◆ Task requirements: Update the listing from the line containing "formatted like [803,171]." through the end, replacing "browned" with "golden" and keeping everything else the same. Return only those lines.

◆ Collected data entries:
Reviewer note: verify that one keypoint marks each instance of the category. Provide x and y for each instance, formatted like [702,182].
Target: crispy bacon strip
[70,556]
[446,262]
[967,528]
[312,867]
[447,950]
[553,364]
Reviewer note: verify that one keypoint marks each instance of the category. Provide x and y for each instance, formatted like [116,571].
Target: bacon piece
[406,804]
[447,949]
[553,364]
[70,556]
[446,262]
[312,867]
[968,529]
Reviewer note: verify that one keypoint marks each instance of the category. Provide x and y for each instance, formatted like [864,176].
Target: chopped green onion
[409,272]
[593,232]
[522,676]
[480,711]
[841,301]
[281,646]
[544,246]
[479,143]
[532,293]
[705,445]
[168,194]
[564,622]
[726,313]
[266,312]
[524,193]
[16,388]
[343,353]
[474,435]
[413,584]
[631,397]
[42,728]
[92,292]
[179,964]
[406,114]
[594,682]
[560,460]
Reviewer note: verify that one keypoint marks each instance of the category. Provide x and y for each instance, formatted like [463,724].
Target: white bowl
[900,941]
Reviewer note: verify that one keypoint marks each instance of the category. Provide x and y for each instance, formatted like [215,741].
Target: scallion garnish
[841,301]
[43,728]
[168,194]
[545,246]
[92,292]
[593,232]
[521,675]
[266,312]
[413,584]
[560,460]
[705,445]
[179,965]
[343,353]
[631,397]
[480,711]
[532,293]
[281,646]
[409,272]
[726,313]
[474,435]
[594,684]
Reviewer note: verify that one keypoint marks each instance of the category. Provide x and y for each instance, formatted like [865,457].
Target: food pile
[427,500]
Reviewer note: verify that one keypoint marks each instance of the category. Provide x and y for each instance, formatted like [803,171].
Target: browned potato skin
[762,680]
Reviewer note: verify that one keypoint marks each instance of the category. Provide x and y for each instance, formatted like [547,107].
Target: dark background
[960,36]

◆ Exercise answer:
Reviewer note: verify that one keypoint marks each instance of the category. Provide x and y for each instance, formatted like [803,171].
Target: golden potato skin
[762,680]
Reviewer note: verify that one keypoint marks each instance of the category. Provide x and y for each instance, formatted like [547,107].
Target: dark background
[960,36]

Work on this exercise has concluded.